━━ Records for this task ━━

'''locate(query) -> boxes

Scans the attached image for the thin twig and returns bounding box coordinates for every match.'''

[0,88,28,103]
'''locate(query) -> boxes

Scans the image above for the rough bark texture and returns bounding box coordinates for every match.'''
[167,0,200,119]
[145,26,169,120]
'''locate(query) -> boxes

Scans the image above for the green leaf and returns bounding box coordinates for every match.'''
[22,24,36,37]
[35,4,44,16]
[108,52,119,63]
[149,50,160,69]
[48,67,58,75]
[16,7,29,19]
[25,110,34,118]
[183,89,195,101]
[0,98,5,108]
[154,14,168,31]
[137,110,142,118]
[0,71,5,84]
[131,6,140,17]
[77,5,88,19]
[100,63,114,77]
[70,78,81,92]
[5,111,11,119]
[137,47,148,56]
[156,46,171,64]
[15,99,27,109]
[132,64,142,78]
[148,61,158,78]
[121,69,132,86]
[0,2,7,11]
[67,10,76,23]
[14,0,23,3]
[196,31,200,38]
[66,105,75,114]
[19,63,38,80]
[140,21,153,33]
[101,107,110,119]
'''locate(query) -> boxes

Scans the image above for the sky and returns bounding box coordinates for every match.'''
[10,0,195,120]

━━━

## Assignment
Restate the whole listing exactly.

## Exercise result
'''locate(query) -> boxes

Scans the attached image for the thin twig and returns bounding box coordinates for every match.'''

[0,88,28,103]
'''locate(query) -> boxes

Scans the image above for the rough bark texture and returns bounding box coordinates for every match.'''
[167,0,200,119]
[145,26,169,120]
'''locate(query) -> boxes

Scans the image above for the green leaf and returns bounding box coordinates for every match.'''
[22,24,36,37]
[35,4,44,16]
[108,52,119,63]
[149,50,160,69]
[48,67,58,75]
[16,7,29,19]
[25,110,34,118]
[183,89,195,101]
[0,98,5,108]
[154,14,168,31]
[137,110,142,118]
[0,71,5,84]
[131,6,140,17]
[77,5,88,19]
[100,63,114,77]
[70,78,81,92]
[5,111,11,119]
[137,47,148,56]
[156,46,171,64]
[15,99,27,109]
[132,64,142,78]
[148,61,158,78]
[121,69,132,86]
[0,2,7,11]
[67,10,76,23]
[14,0,23,3]
[196,31,200,38]
[66,105,75,114]
[19,63,38,80]
[140,21,153,33]
[101,107,110,119]
'''locate(query) -> boxes

Scans the image above for the sky and returns bounding box coordinates for every match.'''
[10,0,195,120]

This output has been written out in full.